● TASK INSTRUCTIONS: Please reproduce the lines from the one containing "Query: white background" through the end of the data below exactly as they stand, and omit all pictures.

**** EXCERPTED DATA

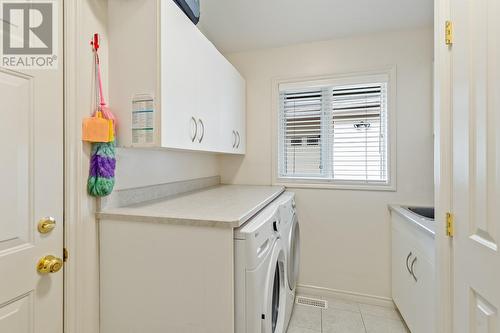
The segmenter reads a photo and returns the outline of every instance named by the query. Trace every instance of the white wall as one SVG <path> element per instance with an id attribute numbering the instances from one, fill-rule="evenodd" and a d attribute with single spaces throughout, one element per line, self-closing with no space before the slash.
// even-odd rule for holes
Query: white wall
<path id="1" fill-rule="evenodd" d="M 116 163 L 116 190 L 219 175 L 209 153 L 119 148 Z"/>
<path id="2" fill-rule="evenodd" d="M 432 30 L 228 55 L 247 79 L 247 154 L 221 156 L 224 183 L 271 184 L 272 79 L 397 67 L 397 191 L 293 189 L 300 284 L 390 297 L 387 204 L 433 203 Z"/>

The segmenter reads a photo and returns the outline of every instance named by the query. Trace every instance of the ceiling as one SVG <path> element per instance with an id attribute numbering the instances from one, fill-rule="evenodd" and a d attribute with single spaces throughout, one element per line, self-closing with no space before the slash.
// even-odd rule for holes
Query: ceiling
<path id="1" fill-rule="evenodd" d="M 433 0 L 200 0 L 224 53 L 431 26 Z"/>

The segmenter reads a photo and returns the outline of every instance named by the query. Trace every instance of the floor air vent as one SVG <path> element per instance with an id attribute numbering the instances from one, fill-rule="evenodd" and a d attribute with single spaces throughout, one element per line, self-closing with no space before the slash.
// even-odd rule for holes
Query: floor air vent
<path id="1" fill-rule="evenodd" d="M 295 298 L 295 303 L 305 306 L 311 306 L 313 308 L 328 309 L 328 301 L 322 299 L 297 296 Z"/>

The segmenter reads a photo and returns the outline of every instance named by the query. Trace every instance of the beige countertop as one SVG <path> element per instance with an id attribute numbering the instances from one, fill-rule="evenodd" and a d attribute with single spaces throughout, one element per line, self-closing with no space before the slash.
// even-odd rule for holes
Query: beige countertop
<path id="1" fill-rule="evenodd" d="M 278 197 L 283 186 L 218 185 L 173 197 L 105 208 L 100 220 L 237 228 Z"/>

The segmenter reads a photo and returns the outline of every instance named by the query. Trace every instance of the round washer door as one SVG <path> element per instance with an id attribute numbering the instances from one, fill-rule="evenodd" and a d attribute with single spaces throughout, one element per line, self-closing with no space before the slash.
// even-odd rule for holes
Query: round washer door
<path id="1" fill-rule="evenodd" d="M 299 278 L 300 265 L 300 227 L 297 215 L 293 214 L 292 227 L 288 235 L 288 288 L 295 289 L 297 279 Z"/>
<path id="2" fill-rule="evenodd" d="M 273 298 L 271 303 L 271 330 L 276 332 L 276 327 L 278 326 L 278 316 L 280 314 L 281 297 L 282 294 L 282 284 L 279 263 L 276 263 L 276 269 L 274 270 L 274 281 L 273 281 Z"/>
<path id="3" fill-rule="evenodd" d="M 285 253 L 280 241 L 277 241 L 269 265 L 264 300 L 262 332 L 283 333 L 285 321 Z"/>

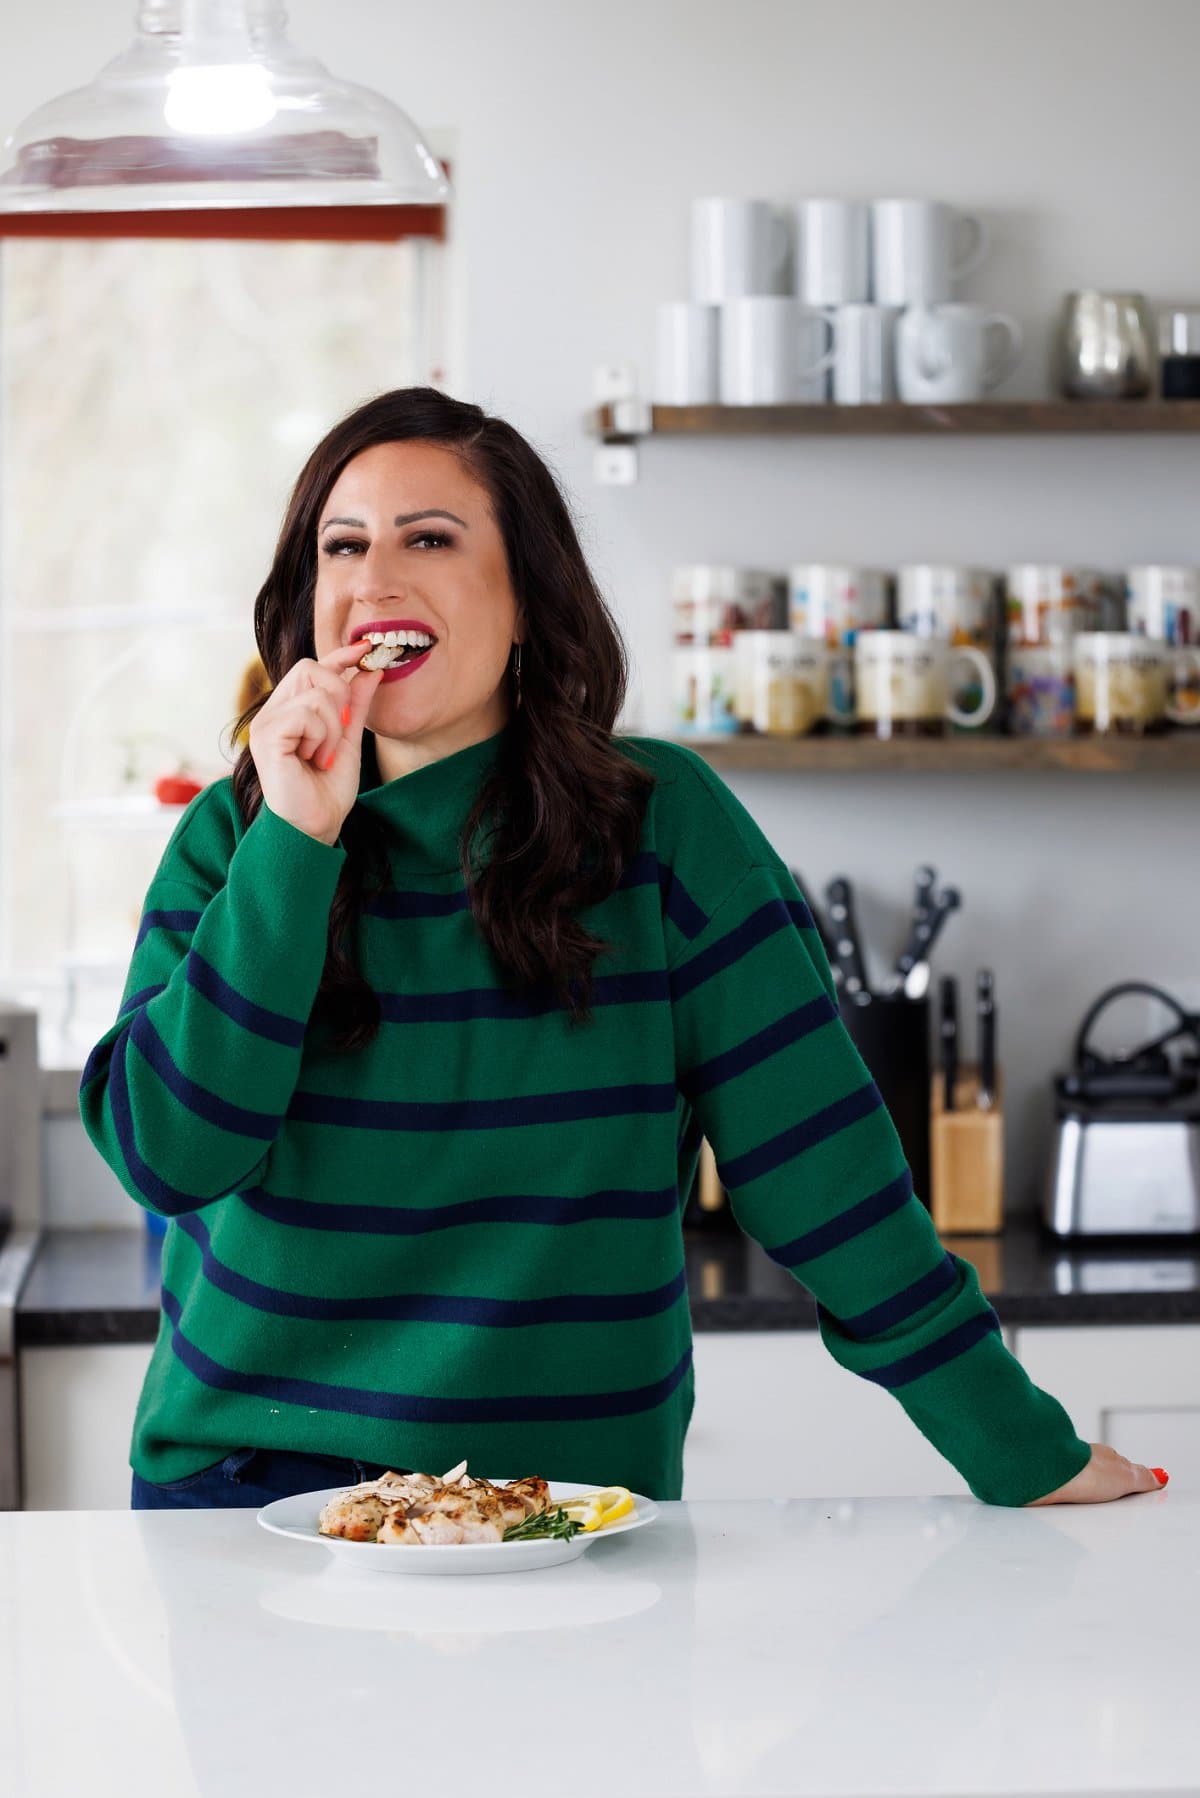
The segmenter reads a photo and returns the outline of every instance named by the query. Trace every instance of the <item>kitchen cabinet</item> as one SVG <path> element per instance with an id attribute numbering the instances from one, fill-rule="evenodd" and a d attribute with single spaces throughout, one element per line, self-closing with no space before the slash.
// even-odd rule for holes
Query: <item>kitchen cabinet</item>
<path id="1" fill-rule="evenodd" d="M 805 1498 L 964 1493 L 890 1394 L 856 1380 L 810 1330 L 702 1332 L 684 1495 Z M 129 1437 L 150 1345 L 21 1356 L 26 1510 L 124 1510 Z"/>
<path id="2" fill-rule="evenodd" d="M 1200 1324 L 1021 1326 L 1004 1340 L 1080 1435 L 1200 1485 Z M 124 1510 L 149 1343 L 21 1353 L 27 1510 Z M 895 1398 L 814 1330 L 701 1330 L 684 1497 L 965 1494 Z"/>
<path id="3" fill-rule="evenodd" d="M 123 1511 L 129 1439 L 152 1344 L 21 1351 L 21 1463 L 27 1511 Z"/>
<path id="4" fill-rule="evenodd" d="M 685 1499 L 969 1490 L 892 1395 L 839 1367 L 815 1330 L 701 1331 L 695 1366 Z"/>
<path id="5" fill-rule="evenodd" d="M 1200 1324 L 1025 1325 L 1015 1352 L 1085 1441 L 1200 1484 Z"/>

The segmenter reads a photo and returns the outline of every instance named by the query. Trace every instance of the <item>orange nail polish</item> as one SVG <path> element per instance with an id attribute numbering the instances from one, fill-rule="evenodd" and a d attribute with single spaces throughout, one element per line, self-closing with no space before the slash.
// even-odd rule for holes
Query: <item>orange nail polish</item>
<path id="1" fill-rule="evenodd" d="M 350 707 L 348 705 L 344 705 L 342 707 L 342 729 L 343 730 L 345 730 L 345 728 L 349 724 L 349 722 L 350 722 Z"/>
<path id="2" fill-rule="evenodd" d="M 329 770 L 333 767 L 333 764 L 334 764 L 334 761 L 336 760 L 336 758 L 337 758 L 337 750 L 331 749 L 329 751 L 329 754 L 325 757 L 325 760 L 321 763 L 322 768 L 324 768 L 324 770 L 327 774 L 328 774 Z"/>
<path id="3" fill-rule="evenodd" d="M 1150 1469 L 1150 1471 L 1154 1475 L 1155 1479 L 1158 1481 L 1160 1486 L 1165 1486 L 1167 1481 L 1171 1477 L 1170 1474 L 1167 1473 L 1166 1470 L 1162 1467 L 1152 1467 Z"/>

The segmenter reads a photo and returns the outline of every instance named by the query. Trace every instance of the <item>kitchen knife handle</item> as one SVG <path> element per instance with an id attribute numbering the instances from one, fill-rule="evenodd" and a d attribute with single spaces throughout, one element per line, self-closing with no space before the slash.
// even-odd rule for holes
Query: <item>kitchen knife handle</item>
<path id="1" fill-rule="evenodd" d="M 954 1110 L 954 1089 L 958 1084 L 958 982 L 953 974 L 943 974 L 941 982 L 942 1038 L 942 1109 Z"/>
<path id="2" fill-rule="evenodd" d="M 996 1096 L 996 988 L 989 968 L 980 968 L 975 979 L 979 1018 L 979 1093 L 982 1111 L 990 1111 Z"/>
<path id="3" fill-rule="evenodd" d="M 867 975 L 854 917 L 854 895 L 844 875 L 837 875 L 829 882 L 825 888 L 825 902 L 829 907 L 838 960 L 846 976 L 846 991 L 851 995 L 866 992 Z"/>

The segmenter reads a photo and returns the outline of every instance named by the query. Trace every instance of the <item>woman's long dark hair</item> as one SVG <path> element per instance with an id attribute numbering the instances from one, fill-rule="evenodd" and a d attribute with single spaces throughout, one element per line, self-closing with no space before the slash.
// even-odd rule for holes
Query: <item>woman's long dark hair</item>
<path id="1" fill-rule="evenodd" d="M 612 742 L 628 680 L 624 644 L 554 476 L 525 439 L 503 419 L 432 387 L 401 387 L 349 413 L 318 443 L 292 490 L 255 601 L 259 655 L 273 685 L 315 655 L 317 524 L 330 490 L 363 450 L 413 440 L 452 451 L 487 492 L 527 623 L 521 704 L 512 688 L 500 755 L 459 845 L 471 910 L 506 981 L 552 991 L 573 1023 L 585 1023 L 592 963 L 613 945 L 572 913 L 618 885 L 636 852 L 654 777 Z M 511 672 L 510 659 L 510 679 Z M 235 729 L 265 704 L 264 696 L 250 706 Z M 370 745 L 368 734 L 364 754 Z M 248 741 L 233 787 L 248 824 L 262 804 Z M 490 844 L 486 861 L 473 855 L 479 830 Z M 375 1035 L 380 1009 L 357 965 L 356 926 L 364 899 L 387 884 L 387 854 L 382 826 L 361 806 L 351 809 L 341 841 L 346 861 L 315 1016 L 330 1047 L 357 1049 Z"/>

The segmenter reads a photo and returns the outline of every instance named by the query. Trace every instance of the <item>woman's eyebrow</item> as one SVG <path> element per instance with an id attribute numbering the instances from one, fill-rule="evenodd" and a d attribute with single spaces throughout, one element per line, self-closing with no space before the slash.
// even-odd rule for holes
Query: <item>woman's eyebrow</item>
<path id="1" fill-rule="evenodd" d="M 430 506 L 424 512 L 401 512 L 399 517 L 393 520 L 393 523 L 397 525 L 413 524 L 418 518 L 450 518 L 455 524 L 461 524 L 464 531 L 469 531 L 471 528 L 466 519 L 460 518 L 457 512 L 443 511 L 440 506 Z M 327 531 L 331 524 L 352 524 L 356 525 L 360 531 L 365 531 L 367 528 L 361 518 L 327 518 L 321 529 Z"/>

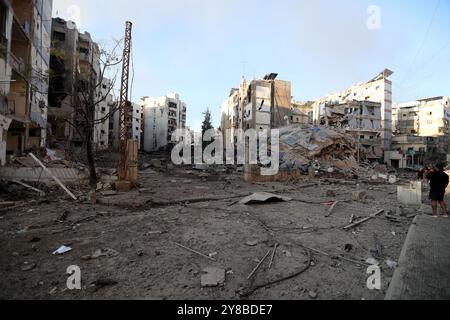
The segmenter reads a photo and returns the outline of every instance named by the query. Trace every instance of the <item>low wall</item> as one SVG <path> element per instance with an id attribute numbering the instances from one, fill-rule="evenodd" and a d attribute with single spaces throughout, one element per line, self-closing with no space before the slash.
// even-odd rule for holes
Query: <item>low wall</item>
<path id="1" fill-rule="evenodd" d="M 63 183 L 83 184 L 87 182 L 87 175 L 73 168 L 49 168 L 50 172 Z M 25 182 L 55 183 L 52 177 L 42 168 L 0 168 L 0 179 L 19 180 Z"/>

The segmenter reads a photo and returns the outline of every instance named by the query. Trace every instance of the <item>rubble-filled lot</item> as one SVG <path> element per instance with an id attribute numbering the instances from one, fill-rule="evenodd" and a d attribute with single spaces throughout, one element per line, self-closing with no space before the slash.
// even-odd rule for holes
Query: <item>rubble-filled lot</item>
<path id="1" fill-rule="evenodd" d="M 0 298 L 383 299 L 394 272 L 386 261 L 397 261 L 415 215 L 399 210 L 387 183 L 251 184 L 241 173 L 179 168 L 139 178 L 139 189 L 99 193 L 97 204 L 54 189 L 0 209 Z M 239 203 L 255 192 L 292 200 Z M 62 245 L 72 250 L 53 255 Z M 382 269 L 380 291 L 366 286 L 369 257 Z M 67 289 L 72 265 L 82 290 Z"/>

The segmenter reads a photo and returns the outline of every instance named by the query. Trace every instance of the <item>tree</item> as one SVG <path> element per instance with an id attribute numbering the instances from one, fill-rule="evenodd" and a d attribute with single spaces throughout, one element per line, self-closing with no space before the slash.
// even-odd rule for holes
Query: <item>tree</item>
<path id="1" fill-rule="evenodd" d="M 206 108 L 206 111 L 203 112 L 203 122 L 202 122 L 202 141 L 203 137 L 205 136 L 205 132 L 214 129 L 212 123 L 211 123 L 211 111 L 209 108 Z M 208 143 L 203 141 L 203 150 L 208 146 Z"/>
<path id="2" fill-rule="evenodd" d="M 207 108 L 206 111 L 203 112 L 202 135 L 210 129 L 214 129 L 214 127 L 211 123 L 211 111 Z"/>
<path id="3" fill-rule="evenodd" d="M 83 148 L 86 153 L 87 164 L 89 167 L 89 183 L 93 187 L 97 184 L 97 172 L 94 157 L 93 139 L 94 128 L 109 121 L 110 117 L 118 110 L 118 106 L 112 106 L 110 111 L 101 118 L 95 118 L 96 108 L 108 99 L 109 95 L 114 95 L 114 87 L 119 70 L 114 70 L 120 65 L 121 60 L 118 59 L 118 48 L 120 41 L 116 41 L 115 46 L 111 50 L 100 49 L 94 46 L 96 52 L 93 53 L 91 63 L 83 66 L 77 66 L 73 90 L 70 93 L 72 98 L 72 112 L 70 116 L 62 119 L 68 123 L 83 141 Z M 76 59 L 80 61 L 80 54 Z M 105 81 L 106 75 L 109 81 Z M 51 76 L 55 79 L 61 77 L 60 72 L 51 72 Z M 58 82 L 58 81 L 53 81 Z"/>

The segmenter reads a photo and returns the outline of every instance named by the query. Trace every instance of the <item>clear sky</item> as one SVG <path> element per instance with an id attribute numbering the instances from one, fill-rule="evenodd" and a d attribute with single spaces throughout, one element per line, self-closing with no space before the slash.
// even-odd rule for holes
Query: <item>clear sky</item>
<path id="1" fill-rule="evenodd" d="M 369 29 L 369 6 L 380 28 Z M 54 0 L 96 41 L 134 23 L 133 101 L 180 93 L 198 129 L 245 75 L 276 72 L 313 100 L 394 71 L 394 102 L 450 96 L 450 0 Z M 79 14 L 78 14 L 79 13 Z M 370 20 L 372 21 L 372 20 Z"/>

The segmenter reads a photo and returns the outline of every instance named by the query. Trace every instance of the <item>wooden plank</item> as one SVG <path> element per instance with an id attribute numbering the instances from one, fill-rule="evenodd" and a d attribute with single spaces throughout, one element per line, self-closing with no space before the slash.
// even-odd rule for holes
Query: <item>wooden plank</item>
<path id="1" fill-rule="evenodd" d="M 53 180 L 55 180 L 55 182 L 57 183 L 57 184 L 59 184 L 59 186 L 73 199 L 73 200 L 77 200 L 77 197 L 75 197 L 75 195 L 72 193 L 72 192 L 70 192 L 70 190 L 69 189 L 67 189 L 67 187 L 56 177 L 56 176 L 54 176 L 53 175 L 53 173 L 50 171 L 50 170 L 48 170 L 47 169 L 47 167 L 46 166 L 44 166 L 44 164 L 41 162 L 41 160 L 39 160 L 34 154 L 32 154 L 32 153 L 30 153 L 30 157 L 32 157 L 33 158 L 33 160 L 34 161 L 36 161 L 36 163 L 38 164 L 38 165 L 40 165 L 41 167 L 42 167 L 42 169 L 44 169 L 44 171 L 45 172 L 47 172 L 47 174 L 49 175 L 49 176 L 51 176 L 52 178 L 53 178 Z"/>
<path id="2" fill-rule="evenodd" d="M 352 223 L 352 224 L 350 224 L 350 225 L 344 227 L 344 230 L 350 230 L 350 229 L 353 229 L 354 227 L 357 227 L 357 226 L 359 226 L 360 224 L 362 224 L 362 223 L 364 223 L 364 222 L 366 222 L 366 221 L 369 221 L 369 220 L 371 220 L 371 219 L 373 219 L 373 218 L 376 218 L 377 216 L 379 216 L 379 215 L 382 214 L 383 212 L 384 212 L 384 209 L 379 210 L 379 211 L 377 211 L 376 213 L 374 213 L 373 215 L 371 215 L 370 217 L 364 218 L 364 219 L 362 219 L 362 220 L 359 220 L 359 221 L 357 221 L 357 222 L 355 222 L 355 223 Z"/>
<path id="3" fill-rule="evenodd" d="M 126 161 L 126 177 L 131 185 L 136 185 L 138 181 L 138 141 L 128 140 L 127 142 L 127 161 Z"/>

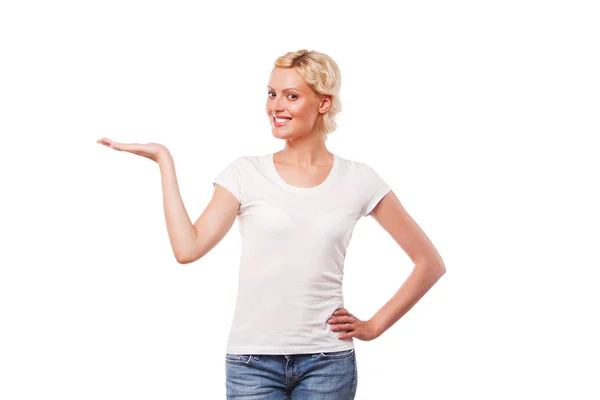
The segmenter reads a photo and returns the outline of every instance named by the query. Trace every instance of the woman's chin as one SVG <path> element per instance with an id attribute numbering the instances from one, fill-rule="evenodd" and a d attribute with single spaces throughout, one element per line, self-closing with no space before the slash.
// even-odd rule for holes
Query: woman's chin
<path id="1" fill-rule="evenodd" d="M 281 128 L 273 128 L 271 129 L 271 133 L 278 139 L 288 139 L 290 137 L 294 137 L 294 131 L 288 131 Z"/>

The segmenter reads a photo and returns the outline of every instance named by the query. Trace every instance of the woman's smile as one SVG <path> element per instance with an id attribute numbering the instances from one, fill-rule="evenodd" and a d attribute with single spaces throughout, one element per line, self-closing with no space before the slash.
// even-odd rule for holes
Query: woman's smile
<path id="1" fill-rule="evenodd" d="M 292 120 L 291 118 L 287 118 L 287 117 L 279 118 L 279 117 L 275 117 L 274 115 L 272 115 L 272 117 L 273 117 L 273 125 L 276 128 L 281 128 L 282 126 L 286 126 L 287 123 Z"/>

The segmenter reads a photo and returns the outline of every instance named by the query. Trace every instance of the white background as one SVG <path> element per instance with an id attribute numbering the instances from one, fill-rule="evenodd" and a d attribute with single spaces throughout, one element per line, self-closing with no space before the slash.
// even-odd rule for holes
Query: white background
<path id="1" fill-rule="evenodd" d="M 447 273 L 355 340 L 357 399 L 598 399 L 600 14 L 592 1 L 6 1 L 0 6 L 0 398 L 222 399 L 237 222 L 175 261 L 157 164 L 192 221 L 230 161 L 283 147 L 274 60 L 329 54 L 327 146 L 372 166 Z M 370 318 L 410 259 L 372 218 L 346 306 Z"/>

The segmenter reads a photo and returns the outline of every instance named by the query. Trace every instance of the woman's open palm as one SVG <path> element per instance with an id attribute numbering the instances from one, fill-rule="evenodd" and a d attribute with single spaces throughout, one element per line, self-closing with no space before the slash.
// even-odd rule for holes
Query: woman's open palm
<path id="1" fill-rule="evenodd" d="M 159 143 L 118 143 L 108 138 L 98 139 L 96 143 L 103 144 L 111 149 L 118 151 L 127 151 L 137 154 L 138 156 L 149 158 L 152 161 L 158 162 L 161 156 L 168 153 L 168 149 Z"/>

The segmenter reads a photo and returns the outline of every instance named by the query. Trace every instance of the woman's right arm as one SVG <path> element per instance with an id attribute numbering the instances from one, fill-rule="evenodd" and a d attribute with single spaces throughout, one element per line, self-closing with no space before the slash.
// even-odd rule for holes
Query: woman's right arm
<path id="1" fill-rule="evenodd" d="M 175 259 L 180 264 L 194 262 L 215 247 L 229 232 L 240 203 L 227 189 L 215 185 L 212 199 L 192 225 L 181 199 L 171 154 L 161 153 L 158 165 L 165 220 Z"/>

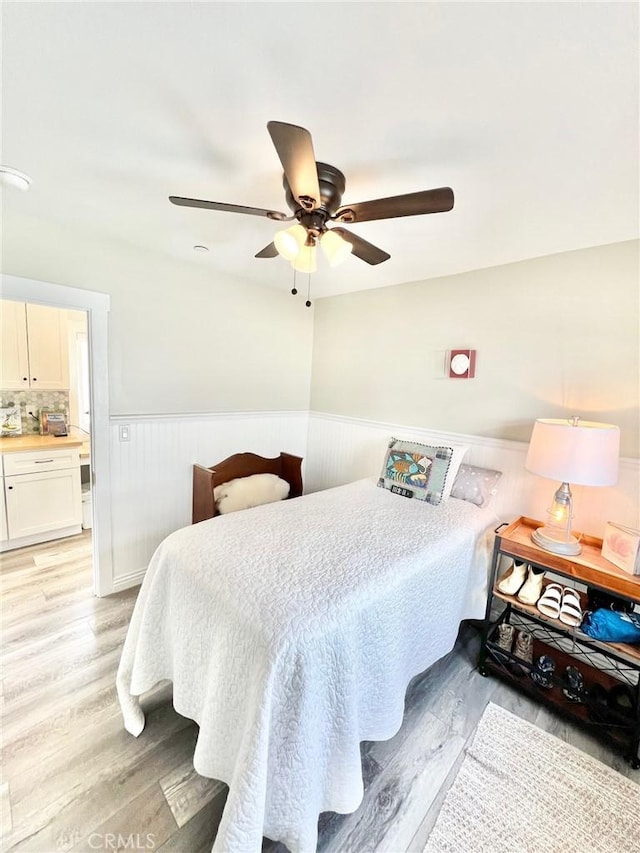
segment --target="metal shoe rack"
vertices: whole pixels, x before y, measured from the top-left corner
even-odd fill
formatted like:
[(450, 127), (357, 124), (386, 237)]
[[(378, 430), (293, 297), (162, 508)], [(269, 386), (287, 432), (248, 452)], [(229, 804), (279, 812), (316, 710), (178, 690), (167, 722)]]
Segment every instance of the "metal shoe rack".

********

● ANSWER TO THE EXERCISE:
Query: white background
<path id="1" fill-rule="evenodd" d="M 447 273 L 355 340 L 357 399 L 598 399 L 600 14 L 592 1 L 6 1 L 0 6 L 0 398 L 222 399 L 237 222 L 175 261 L 157 164 L 192 221 L 230 161 L 283 147 L 274 60 L 329 54 L 327 146 L 372 166 Z M 370 318 L 410 259 L 372 218 L 346 306 Z"/>

The segmenter reads a photo and returns the outline of every instance named by the query. Trace every instance of the woman's open palm as one SVG <path> element per instance with an id attribute numbering the instances from one, fill-rule="evenodd" and a d attribute with single spaces throughout, one element per line, self-closing with no space before the slash.
// even-odd rule for holes
Query: woman's open palm
<path id="1" fill-rule="evenodd" d="M 159 143 L 118 143 L 108 138 L 98 139 L 96 143 L 103 144 L 111 149 L 118 151 L 127 151 L 137 154 L 138 156 L 149 158 L 152 161 L 158 162 L 161 156 L 168 153 L 168 149 Z"/>

The segmenter reads a photo and returns the outline of every instance named by the query. Trace every instance of the woman's right arm as one SVG <path> element per instance with an id attribute numbering the instances from one, fill-rule="evenodd" and a d attribute with single spaces throughout, one element per line, self-closing with no space before the slash.
// even-odd rule for holes
Query: woman's right arm
<path id="1" fill-rule="evenodd" d="M 175 259 L 180 264 L 194 262 L 215 247 L 229 232 L 240 203 L 227 189 L 215 185 L 212 199 L 192 225 L 181 199 L 171 154 L 161 153 L 158 165 L 165 220 Z"/>

segment --target="metal shoe rack"
vertices: whole pixels, x before y, measured from the top-left corner
even-odd fill
formatted like:
[(450, 127), (357, 124), (386, 237)]
[[(378, 430), (293, 297), (162, 508)], [(269, 386), (287, 432), (248, 452)], [(229, 804), (279, 812), (316, 710), (178, 690), (167, 722)]]
Segment every instance of the "metal shoe rack".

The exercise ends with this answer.